QUOTED PASSAGE:

The original Assen track was first used for the 1926 Dutch TT (Tourist Trophy) race, after the first 1925 event was held on country roads through the villages of Rolde, Borger, Schoonloo and Grolloo, and organized by the Motorclub Assen en Omstreken. The brick- and semi-paved track had a length of 17.75 mi. The winner was Piet van Wijngaarden on a 500 cc Norton with an average speed of 91.4 km/h. From 1926 on the Dutch TT was held at Assen on a street circuit through De Haar, Barteldsbocht, Oude Tol, Hooghalen, Laaghalen and Laaghalerveen.

In 1951 the Italian Umberto Masetti took the record on a 500 cc Gilera with an average speed of 100.88 mph. In 1954, Geoff Duke of Great Britain reached 106.06 mph. The circuit remained unchanged until 1955, when a whole new circuit was built by using a third of the original street circuit, joined with purpose-built sections, but less than a third of the length and much more like a modern road racing circuit.

(Items from a data source)

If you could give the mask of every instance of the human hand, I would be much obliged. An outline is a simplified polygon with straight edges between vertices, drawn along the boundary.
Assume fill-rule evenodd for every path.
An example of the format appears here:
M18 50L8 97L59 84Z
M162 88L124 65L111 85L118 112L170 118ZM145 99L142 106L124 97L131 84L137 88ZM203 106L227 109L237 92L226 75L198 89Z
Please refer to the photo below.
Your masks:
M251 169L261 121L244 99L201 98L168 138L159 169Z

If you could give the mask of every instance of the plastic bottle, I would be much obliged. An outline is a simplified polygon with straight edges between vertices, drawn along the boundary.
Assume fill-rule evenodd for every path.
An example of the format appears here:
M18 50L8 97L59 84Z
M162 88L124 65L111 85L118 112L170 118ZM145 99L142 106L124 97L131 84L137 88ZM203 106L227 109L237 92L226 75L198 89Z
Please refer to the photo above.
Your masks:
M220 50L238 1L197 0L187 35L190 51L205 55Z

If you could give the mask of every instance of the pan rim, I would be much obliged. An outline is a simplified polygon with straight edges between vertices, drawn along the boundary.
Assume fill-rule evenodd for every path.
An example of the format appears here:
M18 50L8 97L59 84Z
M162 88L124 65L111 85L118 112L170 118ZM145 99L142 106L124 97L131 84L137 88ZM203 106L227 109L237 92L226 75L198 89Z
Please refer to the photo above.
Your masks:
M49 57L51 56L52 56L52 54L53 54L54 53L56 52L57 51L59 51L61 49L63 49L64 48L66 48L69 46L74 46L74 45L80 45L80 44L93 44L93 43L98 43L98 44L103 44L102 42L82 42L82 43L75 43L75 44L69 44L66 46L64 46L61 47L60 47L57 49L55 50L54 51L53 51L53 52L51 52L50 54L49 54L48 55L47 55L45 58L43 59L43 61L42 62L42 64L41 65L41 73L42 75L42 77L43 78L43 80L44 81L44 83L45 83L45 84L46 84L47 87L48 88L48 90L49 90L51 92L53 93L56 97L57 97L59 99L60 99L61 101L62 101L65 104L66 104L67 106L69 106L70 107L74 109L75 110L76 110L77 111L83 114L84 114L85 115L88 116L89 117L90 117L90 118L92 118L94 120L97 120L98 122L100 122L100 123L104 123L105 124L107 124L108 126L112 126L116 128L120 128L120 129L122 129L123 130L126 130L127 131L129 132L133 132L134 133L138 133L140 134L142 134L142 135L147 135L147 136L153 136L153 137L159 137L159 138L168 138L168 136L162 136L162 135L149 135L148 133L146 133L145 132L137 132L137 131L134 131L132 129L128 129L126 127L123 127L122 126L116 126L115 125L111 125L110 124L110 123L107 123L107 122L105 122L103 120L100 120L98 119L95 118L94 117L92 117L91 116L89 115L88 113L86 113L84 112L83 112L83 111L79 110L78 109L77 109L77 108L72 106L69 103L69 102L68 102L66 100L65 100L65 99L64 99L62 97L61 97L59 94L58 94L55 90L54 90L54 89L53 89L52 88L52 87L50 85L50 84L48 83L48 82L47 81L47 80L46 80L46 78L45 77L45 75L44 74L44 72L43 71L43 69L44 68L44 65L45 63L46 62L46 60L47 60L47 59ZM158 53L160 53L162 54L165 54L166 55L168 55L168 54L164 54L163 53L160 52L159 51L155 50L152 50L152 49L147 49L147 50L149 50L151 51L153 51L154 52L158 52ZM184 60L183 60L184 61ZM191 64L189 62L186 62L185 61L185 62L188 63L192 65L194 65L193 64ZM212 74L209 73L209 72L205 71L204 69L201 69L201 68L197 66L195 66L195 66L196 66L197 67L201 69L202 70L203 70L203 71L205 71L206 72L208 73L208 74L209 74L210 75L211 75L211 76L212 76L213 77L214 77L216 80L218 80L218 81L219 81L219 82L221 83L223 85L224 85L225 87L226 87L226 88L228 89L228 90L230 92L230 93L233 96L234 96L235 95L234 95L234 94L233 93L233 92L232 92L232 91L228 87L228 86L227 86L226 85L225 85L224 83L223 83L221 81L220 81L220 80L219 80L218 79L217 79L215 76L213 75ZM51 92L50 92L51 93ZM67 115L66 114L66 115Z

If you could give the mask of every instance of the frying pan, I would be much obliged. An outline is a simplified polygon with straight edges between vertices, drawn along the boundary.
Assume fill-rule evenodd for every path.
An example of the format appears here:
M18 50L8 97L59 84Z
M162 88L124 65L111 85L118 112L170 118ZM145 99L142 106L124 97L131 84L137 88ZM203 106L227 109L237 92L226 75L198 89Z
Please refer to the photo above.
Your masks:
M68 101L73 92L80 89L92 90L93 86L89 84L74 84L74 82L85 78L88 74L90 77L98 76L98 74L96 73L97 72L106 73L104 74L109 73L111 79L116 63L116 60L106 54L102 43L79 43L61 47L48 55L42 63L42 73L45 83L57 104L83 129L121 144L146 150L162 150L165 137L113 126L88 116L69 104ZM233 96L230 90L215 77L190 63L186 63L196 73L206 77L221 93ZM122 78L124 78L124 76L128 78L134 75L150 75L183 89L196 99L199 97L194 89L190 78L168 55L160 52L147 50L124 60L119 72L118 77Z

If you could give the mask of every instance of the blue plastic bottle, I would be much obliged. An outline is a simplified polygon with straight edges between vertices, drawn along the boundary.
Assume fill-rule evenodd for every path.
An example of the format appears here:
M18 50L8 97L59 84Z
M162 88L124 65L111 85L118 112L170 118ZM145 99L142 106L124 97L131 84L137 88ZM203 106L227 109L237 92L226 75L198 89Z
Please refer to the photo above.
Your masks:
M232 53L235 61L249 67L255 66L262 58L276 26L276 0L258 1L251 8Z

TASKS TO CARRY OUT:
**A)** Do these statements agree with the passage on the Assen track? (i) The first event, in 1925, ran on country roads through several villages. (ii) Piet van Wijngaarden won the 1926 race on a Gilera. (iii) The circuit built in 1955 was longer than the original street circuit. Give yes or no for each, with the deciding words quoted.
**B)** How does the passage on the Assen track go on after its last sentence? Write that continuation.

ANSWERS BY ITEM:
**A)**
(i) Yes: "the first 1925 event was held on country roads through the villages of Rolde, Borger, Schoonloo and Grolloo"
(ii) No: "The winner was Piet van Wijngaarden on a 500 cc Norton"
(iii) No: "but less than a third of the length"

**B)**
In the period of 1999–2002, the circuit invested millions in upgrades. In 1999, the circuit management placed a new main grandstand and hospitality buildings. In 2000, a new Race Control tower was built, as well as 34 newly equipped pit boxes, a new media and medical centre. Between September 2001 and April 2002, another €9 million was spent on the enlargement of the paddock area from 40 to 60.000 square metres. This upgrade meant that the Veenslang and Ruskenhoek corners had to be altered. The main straight has also moved about 50 m eastwards and a new two-lane tunnel now connects the paddock with the main entrance road and the media accreditation / welcome centre. The Mandeveen and Duikersloot corners have been moved back by 10 metres to accommodate larger run-offs and gravel beds at the southern part of the circuit. That part of the track has also been resurfaced with new asphalt. In total, the circuit has been shortened from 6.049 to 6.027 km. The total cost of these upgrades was €23 million.

In 2005, the grandstand at the Geert Timmer corner was slightly altered. In order to improve the gravel run-off length, the grandstand was made in a 'floating' manner to accommodate the extra space that was needed. The lay-out of the circuit was also slightly altered.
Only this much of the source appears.